=== Consigne ===
Extrayez des items toutes les lignes contenant la chaîne « Verification », en respectant la casse.

Extraits de données de régions étiquetées
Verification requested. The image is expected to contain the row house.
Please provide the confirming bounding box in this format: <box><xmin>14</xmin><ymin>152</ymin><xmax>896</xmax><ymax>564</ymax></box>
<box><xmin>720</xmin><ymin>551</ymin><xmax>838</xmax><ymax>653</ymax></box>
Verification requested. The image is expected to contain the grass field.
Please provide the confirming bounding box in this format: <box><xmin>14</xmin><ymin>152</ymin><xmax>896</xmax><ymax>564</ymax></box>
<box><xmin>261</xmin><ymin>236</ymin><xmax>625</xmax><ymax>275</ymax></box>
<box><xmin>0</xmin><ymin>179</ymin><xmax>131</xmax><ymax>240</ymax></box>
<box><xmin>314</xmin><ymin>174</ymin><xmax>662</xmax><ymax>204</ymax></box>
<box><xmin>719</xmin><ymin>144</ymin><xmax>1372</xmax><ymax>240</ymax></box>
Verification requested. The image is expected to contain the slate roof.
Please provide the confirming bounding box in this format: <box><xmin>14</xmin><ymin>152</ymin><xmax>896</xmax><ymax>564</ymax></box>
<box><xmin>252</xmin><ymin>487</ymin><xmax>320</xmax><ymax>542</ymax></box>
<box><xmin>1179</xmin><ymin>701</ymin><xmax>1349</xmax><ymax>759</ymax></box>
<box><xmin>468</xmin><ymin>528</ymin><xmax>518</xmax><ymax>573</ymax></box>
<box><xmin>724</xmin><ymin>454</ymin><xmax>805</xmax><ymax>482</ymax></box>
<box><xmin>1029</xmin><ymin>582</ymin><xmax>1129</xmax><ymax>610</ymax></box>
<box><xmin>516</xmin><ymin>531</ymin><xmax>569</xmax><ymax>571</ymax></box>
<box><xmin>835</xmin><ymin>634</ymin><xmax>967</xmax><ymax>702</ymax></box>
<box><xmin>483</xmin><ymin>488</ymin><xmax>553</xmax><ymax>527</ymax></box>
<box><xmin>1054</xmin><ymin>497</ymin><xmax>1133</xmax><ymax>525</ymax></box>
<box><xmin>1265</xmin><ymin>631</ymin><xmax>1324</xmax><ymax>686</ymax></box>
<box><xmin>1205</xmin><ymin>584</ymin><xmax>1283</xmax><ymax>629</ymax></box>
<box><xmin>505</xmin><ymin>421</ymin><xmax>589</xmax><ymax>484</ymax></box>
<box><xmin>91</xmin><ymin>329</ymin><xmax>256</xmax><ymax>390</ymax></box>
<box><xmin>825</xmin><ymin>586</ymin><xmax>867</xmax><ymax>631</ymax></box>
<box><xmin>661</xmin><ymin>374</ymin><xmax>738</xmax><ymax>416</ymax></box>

=== Résultat attendu ===
Verification requested. The image is expected to contain the row house.
Verification requested. The image is expected to contain the grass field.
Verification requested. The image is expected to contain the slate roof.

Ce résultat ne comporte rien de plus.